■ **WHAT TO DO**: Collect every line below that contains the string "orange", matching case exactly.

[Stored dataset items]
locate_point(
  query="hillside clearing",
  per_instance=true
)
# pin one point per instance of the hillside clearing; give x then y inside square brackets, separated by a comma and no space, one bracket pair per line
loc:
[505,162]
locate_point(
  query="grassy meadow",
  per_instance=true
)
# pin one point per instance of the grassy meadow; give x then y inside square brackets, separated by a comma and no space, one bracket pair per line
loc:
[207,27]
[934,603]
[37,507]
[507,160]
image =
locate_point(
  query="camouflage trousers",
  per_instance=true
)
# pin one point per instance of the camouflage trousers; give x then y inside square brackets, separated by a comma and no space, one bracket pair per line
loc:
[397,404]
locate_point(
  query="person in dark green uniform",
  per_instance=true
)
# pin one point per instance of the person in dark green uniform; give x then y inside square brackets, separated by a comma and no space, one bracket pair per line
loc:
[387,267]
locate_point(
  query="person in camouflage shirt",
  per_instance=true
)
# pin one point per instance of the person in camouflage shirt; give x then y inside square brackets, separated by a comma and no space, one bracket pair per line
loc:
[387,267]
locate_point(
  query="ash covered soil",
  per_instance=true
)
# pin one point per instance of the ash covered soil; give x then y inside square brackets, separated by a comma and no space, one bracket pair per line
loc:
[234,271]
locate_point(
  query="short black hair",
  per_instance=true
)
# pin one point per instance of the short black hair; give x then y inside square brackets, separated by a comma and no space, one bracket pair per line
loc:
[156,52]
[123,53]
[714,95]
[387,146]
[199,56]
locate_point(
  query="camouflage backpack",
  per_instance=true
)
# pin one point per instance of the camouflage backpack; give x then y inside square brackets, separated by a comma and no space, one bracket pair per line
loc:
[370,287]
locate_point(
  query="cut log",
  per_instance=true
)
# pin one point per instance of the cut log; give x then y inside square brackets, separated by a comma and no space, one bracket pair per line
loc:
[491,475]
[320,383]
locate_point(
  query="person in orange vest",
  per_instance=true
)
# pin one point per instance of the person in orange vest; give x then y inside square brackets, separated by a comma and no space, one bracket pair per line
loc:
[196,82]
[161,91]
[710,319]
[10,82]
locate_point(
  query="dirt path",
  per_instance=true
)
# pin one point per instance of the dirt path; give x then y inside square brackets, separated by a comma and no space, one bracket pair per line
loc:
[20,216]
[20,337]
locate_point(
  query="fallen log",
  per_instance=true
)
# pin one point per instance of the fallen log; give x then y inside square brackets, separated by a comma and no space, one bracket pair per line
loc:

■ **RESPONSE FOR THIS EXERCISE**:
  query="person in orange vest",
# pin one point per instance of the person in orange vest; give x then y inside square brackets, separated by a comma and no space, one bracket pair per line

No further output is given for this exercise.